***** TEXT SHOWN
Purpose of the Study:

  • To investigate the impact of non-lethal external electric fields on ethanol production by Saccharomyces cerevisiae and Zymomonas mobilis.
  • To analyze the effects of electric fields on microbial growth, substrate consumption, and ethanol yield.
  • To model the biochemical kinetics and identify key metabolic pathways influenced by electric field stimulation.

Main Methods:

  • Microbial cultures of S. cerevisiae and Z. mobilis were conducted in a custom-designed chamber with electrodes.
  • Variable voltages (0-18 V) were applied to generate electric fields without current flow.
  • Biochemical-based kinetic models were formulated to describe and analyze fermentation data.

Main Results:

  • All tested voltages increased substrate consumption and ethanol production rates in Z. mobilis, while only 18 V affected S. cerevisiae.
  • Z. mobilis demonstrated higher sensitivity to electric field application compared to S. cerevisiae.
  • Significant increases in ethanol yields were observed: 10.7% for S. cerevisiae and 19.5% for Z. mobilis.
**********
***** INFORMATION SHOWN
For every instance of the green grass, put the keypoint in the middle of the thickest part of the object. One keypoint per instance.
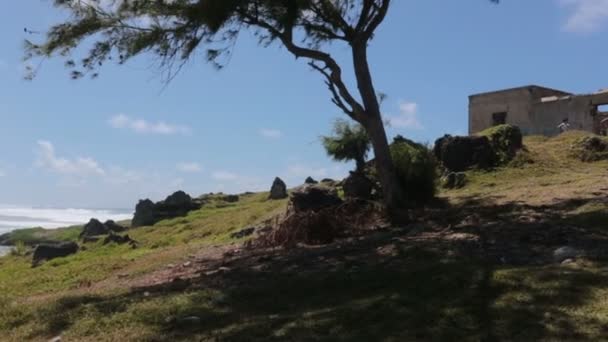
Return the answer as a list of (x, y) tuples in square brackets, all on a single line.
[(548, 168), (32, 236), (423, 292), (419, 297), (167, 241)]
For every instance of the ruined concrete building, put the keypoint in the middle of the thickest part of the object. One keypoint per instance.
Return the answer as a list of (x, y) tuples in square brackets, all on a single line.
[(538, 110)]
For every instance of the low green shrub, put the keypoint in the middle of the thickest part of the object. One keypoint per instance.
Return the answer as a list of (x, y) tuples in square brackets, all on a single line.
[(506, 141), (590, 148), (20, 249), (417, 170)]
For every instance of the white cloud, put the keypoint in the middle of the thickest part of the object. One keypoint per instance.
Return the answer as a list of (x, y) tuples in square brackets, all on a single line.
[(119, 176), (141, 126), (586, 16), (303, 171), (407, 117), (176, 182), (189, 167), (224, 176), (48, 159), (271, 133)]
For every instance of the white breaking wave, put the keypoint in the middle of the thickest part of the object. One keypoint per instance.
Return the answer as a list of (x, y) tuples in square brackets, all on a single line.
[(14, 217)]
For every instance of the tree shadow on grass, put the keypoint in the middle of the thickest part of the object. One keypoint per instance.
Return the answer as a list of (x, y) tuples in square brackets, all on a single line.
[(355, 291)]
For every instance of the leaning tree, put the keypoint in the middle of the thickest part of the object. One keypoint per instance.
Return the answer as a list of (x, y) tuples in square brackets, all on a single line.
[(176, 30)]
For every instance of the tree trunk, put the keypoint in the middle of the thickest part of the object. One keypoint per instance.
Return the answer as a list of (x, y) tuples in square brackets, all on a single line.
[(372, 122), (392, 191), (360, 165)]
**********
WORK TO COMPLETE: In the study summary, replace "ethanol" with "bioethanol" throughout the passage that begins at the words "Purpose of the" and ends after "and ethanol yield.", and write out that passage. The data come from an unrelated source.

RESPONSE:
Purpose of the Study:

  • To investigate the impact of non-lethal external electric fields on bioethanol production by Saccharomyces cerevisiae and Zymomonas mobilis.
  • To analyze the effects of electric fields on microbial growth, substrate consumption, and bioethanol yield.